Extend the passage below on private forest owners and forest damage, picking up right after its final sentence.

**Excerpt provided**
* Start *

In this study, only half of the respondents had an up-to-date forestry management plan, which is fairly in line with other recent studies (Lidestav and Westin 2023). From a policy perspective, it would thus be worth considering how to get more NIPF owners to draw up and regularly update their management plan, either on voluntary basis or through regulations, as previous studies have shown that the existence of a written plan affects their propensity to prevent damage (Molnar et al. 2007). In addition, for remote owners who visit their forest less often, more digital and easily accessible information services where they can find reports (or report themselves) of discovered forest damage in the area where their forest is located could be an interesting option. In fact, a need for better information services for NIPF owners does not only apply to forest damage (Kärhä et al. 2020). A challenge, however, is to get any organization to want to develop and maintain such services. Forest companies that buy timber from NIPF owners have a lot of data about the forests, but may not have the incentive to provide the service and this would also likely be limited to those who they do business with. Therefore, for greater coverage and more neutral advice, it would be appropriate that a public body (e.g. the Swedish Forest Agency or the Swedish University of Agricultural Sciences who regularly do forest inventories) would uphold these services. However, this might require new funds and directives from the state. Regarding education and services, it should also be taken into account that the needs may differ between different parts of the country, e.g. due to different damage types and varying rotation times.

Future Management Alternatives

NIPF owners’ attitudes towards forest management alternatives that potentially could counteract future forest damage were investigated and the results show that for some of the options opinions were fairly uniform, while in others they were more divided. To some extent, the attitudes of NIPF owners towards different management alternatives correlated. This is no surprise, because for those who have problems with moose grazing, both a reduction of the moose population and the selection of other tree species than pine can ease the problem.

* End *

**Source data**
* Start *

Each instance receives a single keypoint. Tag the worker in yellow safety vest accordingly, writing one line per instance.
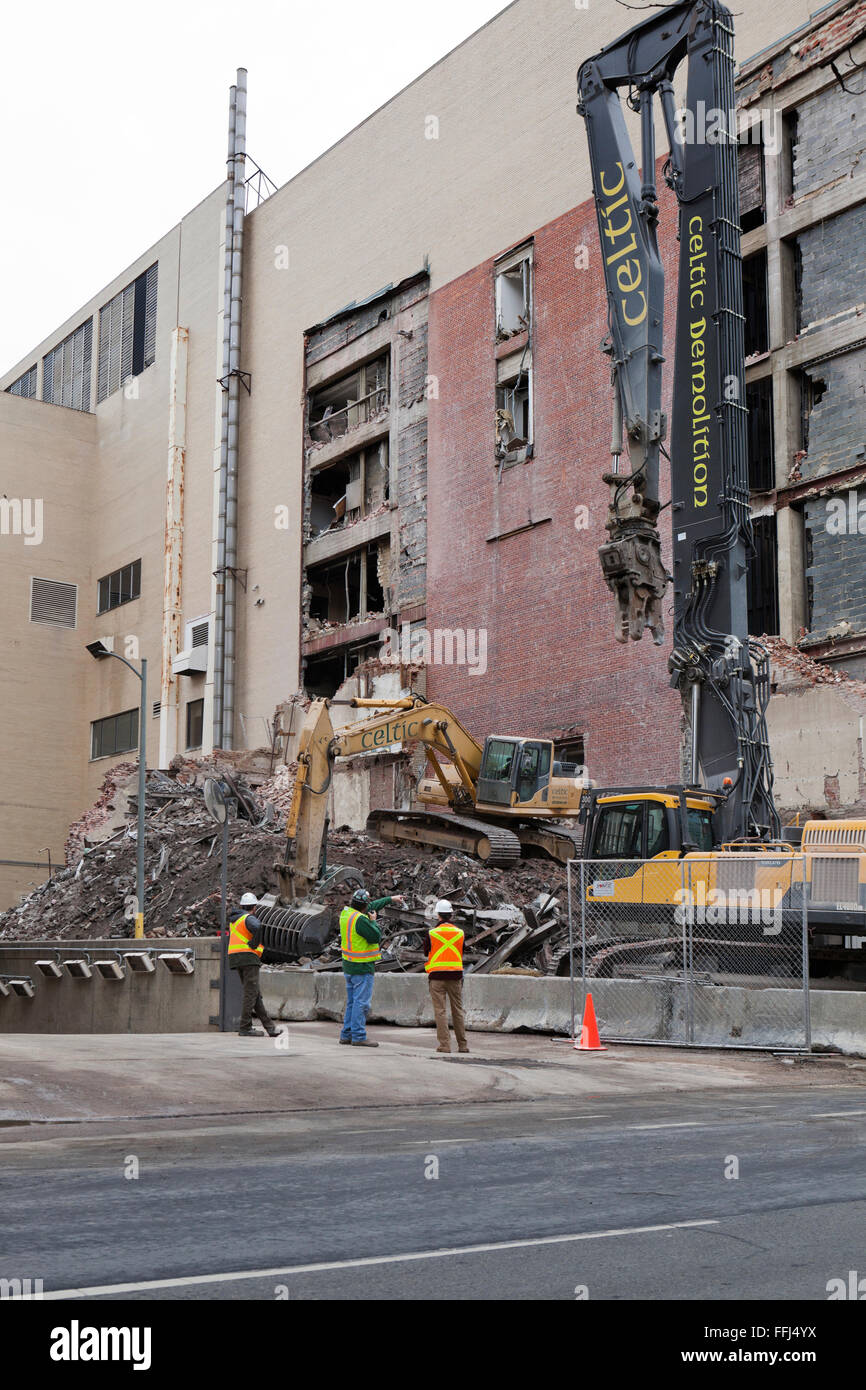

* End *

**Written response**
One question on which many agreed was whether they want to avoid clearcutting on suitable areas, as almost a third of the NIPF owners definitely want to do this. Compared to the findings of Juutinen et al. (2020), this is a slightly higher percentage that shows great interest in applying continuous cover forestry. However, this may to some extent be related to differences in how the questions were asked. In this case, the question concerned specific areas and not the NIPF owners’ general management intention. As previous studies have shown, NIPF owners can have a positive attitude towards continuous cover forestry as a complement to clear-felling, even if they do not fully embrace it (Axelsson and Angelstam 2011). Furthermore, the present public debate in Sweden about the effects of continuous cover forestry versus clearcutting may have influenced some NIPF owners’ views on the method. In the Swedish forestry context, however, there are still several barriers that limit a wider implementation of continuous cover forestry (Hertog et al. 2022).

The results also clearly show that most NIPF owners have little interest in choosing alternative tree species such as larch and lodgepole pine for future regeneration. One reason for this may be that in northern Sweden larch and lodgepole pine are considered by some to be a threat to reindeer herding, as they can reduce accessibility to the forest and also threaten the growth of lichens (Lindkvist et al. 2012). Another fear might be that it would have a negative effect on recreational activities, for instance hunting. This could also be a reason why a large percentage of respondents were negatively disposed to reducing the moose population in order to reduce the amount of forest damage. Against the background of the high proportion of forest damage caused by moose and the fact that Sweden today has the world’s densest population of moose calculated as the number of moose in relation to the forest land area (Wallgren 2022; Wulff et al. 2022), the resistance of the NIPF owners to reducing the number of moose can be seen as somewhat surprising. It is unknown how many of the respondents were hunters, but from previous studies it is known that hunters may perceive forest damage differently than other forest owners because they have different incentives (Ezebilo et al. 2012).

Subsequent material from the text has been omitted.